— Your goal —
Rewrite the data from the line with "the bowl foot" through the end of the data, requests included, adding 120 to every x and y coordinate in the answer points but not to the sample points in the requests. Omit the pictures.

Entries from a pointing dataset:

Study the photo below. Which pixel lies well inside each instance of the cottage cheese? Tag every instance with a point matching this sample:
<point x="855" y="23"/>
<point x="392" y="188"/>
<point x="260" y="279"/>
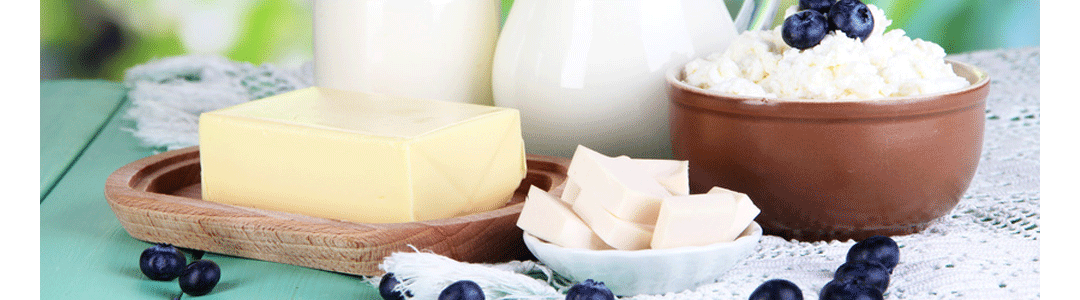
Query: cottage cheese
<point x="886" y="65"/>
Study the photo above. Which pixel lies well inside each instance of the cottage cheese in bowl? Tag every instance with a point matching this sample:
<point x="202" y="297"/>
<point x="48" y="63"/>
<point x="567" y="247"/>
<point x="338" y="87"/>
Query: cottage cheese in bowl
<point x="839" y="68"/>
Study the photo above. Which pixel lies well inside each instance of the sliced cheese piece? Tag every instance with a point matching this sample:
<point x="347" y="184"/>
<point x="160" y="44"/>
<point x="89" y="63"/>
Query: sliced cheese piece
<point x="551" y="219"/>
<point x="702" y="219"/>
<point x="360" y="157"/>
<point x="620" y="183"/>
<point x="673" y="175"/>
<point x="744" y="212"/>
<point x="618" y="233"/>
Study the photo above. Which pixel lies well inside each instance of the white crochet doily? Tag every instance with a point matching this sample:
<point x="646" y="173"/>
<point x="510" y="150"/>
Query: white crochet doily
<point x="986" y="248"/>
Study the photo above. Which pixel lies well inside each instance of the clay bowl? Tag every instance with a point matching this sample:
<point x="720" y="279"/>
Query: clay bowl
<point x="834" y="171"/>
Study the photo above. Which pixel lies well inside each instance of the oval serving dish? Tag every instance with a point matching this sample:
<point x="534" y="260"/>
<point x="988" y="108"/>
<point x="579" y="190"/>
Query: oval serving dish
<point x="648" y="271"/>
<point x="158" y="200"/>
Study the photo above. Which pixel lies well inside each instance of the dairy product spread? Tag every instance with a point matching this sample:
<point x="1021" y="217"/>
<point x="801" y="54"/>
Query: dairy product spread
<point x="621" y="186"/>
<point x="887" y="64"/>
<point x="702" y="219"/>
<point x="361" y="158"/>
<point x="633" y="204"/>
<point x="549" y="218"/>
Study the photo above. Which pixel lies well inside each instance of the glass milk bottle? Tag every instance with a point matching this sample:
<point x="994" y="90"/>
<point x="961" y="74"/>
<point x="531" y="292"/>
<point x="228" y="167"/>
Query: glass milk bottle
<point x="592" y="71"/>
<point x="426" y="49"/>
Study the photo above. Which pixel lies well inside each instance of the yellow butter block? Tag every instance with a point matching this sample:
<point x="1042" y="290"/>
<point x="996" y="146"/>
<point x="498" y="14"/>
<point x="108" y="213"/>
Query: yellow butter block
<point x="361" y="158"/>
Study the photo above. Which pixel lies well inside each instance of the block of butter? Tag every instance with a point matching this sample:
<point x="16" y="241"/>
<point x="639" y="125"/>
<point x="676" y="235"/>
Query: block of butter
<point x="551" y="219"/>
<point x="361" y="158"/>
<point x="702" y="219"/>
<point x="622" y="188"/>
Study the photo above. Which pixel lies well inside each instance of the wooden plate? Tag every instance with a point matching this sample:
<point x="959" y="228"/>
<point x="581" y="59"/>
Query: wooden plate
<point x="158" y="200"/>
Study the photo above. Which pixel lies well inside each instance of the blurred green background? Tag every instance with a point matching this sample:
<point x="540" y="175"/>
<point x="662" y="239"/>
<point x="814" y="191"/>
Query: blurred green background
<point x="103" y="38"/>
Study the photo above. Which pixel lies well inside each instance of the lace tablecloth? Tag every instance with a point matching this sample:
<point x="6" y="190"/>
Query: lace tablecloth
<point x="986" y="248"/>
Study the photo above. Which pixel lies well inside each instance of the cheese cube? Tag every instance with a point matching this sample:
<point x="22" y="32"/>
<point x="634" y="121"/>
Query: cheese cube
<point x="744" y="212"/>
<point x="551" y="219"/>
<point x="622" y="188"/>
<point x="618" y="233"/>
<point x="673" y="175"/>
<point x="702" y="219"/>
<point x="361" y="158"/>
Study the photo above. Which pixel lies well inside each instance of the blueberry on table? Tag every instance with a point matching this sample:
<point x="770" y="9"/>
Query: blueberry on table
<point x="777" y="289"/>
<point x="863" y="273"/>
<point x="462" y="290"/>
<point x="162" y="262"/>
<point x="200" y="277"/>
<point x="852" y="17"/>
<point x="387" y="287"/>
<point x="820" y="5"/>
<point x="590" y="290"/>
<point x="877" y="248"/>
<point x="805" y="29"/>
<point x="838" y="290"/>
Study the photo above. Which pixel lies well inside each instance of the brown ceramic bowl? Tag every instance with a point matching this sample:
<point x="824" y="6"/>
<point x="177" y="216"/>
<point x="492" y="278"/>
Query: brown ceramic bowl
<point x="834" y="171"/>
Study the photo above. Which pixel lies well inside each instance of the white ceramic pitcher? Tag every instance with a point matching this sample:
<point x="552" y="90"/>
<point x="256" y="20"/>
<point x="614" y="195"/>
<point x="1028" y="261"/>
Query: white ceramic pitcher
<point x="592" y="71"/>
<point x="426" y="49"/>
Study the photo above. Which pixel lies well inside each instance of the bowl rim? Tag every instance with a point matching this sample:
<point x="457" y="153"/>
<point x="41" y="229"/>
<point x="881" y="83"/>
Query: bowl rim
<point x="974" y="94"/>
<point x="750" y="236"/>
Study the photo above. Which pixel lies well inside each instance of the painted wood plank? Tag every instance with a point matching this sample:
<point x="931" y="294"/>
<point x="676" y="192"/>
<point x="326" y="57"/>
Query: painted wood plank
<point x="72" y="112"/>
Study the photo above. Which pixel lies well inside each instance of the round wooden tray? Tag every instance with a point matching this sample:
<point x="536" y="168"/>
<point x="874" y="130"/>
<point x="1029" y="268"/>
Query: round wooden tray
<point x="158" y="200"/>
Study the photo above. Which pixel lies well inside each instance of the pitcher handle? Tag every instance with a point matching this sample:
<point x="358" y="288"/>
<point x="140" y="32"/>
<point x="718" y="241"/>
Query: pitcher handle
<point x="754" y="16"/>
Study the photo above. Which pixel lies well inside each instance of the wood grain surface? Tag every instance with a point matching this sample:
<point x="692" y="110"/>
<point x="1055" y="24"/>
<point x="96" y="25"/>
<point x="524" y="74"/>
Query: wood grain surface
<point x="158" y="200"/>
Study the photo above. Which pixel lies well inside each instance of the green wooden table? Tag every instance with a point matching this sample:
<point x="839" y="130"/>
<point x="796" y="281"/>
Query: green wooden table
<point x="85" y="254"/>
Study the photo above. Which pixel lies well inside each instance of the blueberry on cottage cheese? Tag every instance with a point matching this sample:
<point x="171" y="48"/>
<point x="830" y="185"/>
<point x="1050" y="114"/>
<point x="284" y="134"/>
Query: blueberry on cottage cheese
<point x="462" y="290"/>
<point x="162" y="262"/>
<point x="805" y="29"/>
<point x="838" y="290"/>
<point x="820" y="5"/>
<point x="590" y="290"/>
<point x="200" y="277"/>
<point x="863" y="273"/>
<point x="877" y="248"/>
<point x="777" y="289"/>
<point x="852" y="17"/>
<point x="387" y="287"/>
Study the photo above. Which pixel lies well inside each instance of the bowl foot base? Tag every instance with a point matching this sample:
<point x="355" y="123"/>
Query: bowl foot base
<point x="842" y="234"/>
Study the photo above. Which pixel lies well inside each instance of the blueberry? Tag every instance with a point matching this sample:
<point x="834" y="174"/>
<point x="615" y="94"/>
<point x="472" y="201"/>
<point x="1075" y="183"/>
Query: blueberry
<point x="838" y="290"/>
<point x="805" y="29"/>
<point x="777" y="289"/>
<point x="200" y="277"/>
<point x="162" y="262"/>
<point x="462" y="290"/>
<point x="820" y="5"/>
<point x="852" y="17"/>
<point x="590" y="290"/>
<point x="387" y="288"/>
<point x="877" y="248"/>
<point x="863" y="273"/>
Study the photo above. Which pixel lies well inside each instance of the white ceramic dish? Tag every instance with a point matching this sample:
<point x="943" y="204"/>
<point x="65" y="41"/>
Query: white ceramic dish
<point x="649" y="271"/>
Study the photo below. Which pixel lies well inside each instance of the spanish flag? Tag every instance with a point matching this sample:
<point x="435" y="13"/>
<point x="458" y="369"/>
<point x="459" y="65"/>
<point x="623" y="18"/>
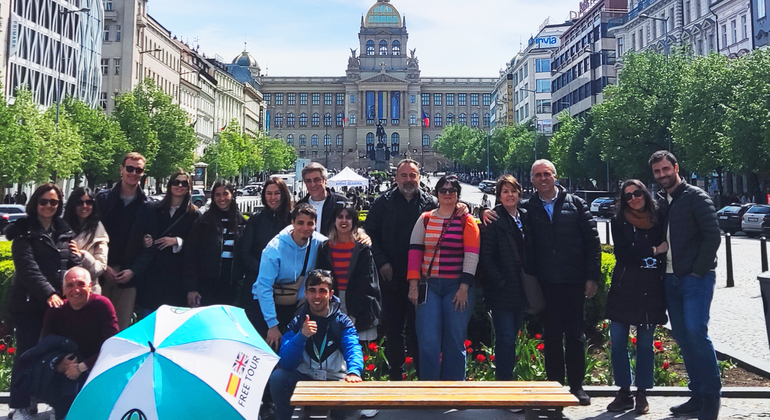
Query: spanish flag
<point x="233" y="384"/>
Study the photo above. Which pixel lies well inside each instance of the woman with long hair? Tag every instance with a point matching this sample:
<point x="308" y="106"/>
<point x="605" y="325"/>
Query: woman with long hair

— Result of the exercise —
Study the photo above. Which pixel lies well inside each instance of the bowl foot base? Tag every instance with a point matching this sample:
<point x="355" y="123"/>
Query: bowl foot base
<point x="962" y="354"/>
Study the photo above. Which pixel lies well inside each instance of the blueberry? Tag every instance with a point matching this sample:
<point x="834" y="174"/>
<point x="615" y="94"/>
<point x="472" y="201"/>
<point x="1075" y="183"/>
Query: blueberry
<point x="958" y="410"/>
<point x="925" y="149"/>
<point x="897" y="409"/>
<point x="320" y="397"/>
<point x="282" y="382"/>
<point x="582" y="410"/>
<point x="940" y="125"/>
<point x="972" y="137"/>
<point x="710" y="410"/>
<point x="507" y="408"/>
<point x="997" y="368"/>
<point x="983" y="393"/>
Study the photo above. Which pixel lies well inside each instance of the white ceramic dish? Tag every instance with a point matching this sample:
<point x="943" y="204"/>
<point x="65" y="41"/>
Query: white ceramic dish
<point x="769" y="391"/>
Study the photo below. Which pixel lies well inside each instance of the spanish flag? Tag every instance with a point matching this sample:
<point x="435" y="13"/>
<point x="458" y="369"/>
<point x="459" y="65"/>
<point x="623" y="18"/>
Query: spanish flag
<point x="353" y="504"/>
Study the photo above. Which pixel lies well inside each instance of the woman with long hair? Tag every instance with a point matching this sample:
<point x="308" y="106"/>
<point x="605" y="325"/>
Query: woman with long hair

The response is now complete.